• _Exercise goal_
Extract the line that contains "For the evaluation set, spot each instance of the short" and every line after it to the end of the records below, exactly as written and nothing else.

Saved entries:

>> Begin

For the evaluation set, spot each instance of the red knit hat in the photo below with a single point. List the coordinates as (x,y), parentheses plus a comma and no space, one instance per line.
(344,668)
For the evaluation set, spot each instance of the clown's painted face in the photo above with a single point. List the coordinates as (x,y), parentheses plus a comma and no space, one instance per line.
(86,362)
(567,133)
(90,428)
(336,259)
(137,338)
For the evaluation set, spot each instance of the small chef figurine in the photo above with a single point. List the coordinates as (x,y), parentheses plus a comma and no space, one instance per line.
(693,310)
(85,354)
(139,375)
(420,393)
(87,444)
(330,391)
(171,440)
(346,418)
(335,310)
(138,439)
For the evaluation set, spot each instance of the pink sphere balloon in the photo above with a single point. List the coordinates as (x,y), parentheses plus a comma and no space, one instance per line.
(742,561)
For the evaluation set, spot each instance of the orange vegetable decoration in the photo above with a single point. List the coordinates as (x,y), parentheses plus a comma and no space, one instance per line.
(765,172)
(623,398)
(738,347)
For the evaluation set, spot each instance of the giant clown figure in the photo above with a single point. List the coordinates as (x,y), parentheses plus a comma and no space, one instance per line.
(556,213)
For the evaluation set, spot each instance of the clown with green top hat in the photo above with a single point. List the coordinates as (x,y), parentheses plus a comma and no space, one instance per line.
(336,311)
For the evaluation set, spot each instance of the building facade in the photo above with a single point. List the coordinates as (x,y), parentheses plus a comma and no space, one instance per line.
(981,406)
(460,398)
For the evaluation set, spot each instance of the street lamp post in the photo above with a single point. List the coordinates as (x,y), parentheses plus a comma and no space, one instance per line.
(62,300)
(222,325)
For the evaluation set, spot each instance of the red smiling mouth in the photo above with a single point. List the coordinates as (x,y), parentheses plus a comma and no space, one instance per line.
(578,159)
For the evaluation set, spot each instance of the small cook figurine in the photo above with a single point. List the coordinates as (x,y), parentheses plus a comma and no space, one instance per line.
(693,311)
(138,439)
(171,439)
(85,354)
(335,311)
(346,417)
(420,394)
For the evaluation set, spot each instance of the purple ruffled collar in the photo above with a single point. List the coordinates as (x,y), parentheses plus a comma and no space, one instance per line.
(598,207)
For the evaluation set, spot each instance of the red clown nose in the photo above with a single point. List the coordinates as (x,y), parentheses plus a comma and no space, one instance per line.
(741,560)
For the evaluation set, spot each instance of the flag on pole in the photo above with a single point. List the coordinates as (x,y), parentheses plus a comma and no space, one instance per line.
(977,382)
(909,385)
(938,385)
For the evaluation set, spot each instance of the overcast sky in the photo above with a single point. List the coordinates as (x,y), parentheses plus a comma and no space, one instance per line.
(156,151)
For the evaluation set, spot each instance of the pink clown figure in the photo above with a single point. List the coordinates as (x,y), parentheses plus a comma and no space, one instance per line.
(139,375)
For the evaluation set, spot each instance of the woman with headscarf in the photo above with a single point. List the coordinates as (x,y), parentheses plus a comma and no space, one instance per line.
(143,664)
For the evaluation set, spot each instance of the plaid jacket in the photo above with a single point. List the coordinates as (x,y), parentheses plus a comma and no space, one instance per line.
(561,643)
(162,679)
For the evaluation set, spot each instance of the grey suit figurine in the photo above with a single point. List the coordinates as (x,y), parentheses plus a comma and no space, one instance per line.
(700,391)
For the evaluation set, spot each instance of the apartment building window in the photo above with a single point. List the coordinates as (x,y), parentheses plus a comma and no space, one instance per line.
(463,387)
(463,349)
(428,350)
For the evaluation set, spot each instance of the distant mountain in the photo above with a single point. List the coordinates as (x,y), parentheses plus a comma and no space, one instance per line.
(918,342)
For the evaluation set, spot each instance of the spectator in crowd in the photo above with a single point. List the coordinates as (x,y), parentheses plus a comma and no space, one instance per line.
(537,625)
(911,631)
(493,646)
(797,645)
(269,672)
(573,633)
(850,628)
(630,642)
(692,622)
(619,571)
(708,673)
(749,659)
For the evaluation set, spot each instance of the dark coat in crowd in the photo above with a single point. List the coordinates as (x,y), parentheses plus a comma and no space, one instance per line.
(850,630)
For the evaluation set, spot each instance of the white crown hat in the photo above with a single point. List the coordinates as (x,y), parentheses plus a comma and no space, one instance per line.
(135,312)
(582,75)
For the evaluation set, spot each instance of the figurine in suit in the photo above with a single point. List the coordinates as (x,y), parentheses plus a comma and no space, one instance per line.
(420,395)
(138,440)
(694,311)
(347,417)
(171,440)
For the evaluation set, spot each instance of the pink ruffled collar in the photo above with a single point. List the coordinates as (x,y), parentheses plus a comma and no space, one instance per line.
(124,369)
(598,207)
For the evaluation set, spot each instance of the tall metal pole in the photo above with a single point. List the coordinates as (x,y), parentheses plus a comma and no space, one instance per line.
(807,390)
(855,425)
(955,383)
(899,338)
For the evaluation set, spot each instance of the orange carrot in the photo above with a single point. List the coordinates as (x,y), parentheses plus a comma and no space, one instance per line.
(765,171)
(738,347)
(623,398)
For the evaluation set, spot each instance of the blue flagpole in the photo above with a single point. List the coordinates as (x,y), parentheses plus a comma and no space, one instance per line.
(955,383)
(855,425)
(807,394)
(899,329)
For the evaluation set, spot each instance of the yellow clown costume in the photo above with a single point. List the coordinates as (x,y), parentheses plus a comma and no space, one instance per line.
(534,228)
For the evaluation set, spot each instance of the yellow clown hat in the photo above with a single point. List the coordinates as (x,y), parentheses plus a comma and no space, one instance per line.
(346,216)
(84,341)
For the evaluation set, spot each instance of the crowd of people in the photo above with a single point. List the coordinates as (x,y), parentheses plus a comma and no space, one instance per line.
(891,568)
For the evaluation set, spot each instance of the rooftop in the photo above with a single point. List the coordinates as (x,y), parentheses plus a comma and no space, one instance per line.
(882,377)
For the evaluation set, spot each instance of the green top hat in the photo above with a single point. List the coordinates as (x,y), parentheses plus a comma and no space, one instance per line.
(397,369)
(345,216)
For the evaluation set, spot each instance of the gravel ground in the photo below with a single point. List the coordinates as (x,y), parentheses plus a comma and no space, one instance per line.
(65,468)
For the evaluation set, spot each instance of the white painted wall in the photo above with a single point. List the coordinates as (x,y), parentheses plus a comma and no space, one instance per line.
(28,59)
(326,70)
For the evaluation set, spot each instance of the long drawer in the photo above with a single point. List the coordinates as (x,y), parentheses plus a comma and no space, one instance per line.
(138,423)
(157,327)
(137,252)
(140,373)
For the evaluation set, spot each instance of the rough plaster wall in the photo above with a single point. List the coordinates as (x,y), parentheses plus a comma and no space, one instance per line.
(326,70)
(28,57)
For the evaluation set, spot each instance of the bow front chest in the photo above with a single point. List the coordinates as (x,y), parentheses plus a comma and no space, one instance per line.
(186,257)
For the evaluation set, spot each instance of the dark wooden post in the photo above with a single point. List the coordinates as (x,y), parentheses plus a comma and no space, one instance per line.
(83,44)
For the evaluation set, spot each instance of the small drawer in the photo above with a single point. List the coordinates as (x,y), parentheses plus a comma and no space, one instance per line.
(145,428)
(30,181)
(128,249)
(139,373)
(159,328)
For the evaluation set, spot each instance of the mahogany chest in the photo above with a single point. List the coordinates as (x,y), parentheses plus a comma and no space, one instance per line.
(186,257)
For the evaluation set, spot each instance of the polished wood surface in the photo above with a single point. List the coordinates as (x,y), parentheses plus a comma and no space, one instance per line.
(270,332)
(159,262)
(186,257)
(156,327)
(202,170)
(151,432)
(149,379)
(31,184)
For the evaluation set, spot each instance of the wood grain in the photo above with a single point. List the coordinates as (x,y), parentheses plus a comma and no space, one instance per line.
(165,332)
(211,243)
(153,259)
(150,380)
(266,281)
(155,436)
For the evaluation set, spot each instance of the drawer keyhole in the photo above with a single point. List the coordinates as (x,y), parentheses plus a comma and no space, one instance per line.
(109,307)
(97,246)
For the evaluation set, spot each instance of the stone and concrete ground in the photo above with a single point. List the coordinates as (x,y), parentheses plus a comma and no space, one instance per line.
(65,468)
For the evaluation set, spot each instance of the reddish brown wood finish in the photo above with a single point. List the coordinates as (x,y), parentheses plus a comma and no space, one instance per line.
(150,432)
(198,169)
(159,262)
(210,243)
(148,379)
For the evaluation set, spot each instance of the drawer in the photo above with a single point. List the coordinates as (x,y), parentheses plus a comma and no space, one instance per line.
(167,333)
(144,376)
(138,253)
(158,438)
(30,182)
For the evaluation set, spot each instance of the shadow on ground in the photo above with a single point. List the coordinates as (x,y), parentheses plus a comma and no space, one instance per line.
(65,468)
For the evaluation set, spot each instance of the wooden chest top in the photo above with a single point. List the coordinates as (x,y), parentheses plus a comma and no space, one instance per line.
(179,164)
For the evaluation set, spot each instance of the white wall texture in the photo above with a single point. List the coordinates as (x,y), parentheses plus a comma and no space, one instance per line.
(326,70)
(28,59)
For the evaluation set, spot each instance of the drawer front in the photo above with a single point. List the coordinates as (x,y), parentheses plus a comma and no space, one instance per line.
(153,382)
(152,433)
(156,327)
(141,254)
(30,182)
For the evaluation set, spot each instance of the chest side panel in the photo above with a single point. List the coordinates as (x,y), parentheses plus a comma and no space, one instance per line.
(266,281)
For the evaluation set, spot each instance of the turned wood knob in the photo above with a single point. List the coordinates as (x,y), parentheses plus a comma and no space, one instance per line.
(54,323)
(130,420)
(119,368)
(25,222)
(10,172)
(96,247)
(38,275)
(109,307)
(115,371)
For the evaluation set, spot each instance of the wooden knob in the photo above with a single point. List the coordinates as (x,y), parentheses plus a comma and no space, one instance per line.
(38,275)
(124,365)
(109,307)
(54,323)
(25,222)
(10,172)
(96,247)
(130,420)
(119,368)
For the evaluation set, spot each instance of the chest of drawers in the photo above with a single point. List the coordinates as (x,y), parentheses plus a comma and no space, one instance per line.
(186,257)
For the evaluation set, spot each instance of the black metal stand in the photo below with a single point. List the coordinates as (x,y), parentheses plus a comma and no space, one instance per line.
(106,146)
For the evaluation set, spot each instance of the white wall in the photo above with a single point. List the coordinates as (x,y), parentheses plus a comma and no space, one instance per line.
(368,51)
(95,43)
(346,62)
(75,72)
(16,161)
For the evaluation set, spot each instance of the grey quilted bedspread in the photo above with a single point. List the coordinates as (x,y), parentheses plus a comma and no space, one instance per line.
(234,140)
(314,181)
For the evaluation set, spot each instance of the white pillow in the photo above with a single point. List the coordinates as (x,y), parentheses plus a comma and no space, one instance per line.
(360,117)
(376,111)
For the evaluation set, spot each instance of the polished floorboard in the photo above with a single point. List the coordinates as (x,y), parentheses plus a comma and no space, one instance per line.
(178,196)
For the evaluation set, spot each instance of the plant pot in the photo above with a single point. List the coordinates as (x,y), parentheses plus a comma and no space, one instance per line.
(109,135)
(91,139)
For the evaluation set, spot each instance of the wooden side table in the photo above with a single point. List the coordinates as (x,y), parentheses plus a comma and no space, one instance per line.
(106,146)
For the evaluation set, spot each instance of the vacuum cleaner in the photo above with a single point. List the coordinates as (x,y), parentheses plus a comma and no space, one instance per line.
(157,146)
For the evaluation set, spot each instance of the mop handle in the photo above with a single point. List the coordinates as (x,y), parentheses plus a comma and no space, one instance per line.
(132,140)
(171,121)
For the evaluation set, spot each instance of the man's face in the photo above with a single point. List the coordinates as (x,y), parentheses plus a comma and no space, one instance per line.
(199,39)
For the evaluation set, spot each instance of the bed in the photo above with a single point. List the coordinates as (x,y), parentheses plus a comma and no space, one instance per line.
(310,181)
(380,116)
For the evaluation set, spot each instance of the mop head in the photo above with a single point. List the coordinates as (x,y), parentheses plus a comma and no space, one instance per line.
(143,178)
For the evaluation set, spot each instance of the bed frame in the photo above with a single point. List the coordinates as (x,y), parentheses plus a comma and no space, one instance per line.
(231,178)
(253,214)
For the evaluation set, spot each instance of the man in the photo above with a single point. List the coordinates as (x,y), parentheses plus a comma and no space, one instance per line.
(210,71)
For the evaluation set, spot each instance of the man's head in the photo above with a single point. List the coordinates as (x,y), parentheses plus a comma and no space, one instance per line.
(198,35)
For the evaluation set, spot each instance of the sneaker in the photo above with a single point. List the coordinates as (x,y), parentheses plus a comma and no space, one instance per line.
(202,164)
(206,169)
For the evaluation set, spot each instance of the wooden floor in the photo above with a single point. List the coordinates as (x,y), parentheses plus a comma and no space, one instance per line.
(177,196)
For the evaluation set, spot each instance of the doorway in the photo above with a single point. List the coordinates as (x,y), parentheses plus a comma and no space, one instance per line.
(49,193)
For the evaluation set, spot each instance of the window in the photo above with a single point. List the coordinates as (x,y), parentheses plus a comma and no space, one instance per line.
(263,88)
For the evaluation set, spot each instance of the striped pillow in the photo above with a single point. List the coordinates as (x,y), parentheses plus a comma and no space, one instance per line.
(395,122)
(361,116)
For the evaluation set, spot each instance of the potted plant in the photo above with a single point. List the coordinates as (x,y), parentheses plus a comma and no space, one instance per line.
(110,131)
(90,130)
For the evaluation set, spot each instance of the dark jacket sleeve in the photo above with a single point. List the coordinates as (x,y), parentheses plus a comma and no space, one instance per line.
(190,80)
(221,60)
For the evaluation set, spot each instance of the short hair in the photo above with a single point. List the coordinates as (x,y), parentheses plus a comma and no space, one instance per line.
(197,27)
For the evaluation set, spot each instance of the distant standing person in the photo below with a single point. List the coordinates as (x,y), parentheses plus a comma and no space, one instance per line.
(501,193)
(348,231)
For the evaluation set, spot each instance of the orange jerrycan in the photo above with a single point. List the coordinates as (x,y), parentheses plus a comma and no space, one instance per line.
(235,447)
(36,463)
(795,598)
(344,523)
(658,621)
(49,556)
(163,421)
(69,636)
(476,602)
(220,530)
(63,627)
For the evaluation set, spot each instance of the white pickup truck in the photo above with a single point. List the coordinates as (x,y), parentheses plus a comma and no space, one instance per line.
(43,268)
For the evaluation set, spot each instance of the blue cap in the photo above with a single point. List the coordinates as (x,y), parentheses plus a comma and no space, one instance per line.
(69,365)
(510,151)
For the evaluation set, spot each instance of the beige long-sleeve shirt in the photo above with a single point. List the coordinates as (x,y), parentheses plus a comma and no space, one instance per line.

>> End

• _Complete response_
For the evaluation set, spot each instance of the short hair in the photo above with a single point. List the coordinates as (x,y), parentheses plus a comma and no space, one instance per line.
(197,27)
For the evaluation set, spot each instance of the distant standing person in the photo below with a single point. List the coordinates as (x,y), parentheses plus a comma and no space, one instance per line.
(501,193)
(348,231)
For the evaluation set, spot each instance of the orange jerrycan in the photo above with a single point. List the coordinates as (x,y), parentheses plus a comma and no space, one instance per line.
(235,447)
(36,463)
(795,598)
(344,523)
(658,621)
(49,556)
(163,421)
(69,636)
(476,602)
(220,530)
(63,627)
For the evaluation set, spot each instance of the white pickup truck in the photo above with a single point. List the coordinates as (x,y), parentheses plus a comma and no space, one instance per line.
(43,268)
For the evaluation set, spot each instance of the blue cap in the photo above with a single point. List the coordinates as (x,y), parentheses plus a comma and no space, one instance per line.
(69,365)
(510,151)
For the evaluation set, spot each instance of the beige long-sleeve shirt in the photo above with a single point. List the coordinates as (x,y), parentheses plus a comma and no space, one instance per line.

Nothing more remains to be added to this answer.